• [STUDY MATERIAL]
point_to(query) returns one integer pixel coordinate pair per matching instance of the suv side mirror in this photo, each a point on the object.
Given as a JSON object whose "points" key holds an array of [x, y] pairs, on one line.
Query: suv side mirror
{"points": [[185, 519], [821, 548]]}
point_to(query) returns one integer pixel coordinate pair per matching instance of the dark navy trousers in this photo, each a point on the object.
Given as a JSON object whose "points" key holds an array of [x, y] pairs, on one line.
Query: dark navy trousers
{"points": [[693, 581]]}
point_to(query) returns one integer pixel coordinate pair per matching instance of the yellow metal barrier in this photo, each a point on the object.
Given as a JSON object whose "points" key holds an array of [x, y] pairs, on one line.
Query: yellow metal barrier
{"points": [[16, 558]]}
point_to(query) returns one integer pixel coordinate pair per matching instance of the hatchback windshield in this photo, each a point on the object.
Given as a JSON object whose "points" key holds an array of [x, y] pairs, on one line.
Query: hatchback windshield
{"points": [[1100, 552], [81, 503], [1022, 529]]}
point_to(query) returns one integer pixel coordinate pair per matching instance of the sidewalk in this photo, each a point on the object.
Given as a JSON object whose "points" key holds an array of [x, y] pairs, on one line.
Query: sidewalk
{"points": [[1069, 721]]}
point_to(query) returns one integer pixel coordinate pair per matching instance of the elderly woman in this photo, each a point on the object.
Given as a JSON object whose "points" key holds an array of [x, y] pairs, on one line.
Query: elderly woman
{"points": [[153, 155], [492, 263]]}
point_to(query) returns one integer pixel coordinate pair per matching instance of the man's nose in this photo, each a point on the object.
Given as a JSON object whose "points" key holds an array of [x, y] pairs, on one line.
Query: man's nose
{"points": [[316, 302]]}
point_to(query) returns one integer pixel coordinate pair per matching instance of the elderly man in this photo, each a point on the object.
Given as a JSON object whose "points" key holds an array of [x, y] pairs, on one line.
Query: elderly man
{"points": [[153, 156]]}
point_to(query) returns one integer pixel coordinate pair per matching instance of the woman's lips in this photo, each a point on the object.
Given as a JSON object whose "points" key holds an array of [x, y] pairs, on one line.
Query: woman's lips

• [DIRECTIONS] Search the records for the string "each" and return every line in which it occurs.

• [PROBLEM SOLUTION]
point_to(query) returns one integer pixel coordinate pair per matching instance of the suv side mirror in this photo, each a point on the object.
point_to(query) returns one integer pixel coordinate pair per matching instance of the dark navy trousers in this photo, each a point on the object.
point_to(query) returns one integer pixel coordinate pair per matching instance of the yellow metal barrier in this photo, each a point on the object.
point_to(query) returns one integer pixel coordinate pair per matching instance of the hatchback windshield in this photo, each a point on the object.
point_to(query) returns one integer pixel coordinate pair per matching instance of the sidewalk in this photo, each a point on the object.
point_to(query) returns one integer pixel coordinate pair per matching instance of the elderly woman in this photo, each a point on the object.
point_to(query) returns one integer pixel coordinate pair per matching instance of the man's nose in this photo, each a point on the object.
point_to(query) returns one integer pixel coordinate pair per matching instance of the elderly man in this photo, each a point on the object.
point_to(query) returns one integer pixel coordinate pair per matching instance of the woman's lips in this photo, each a point on the object.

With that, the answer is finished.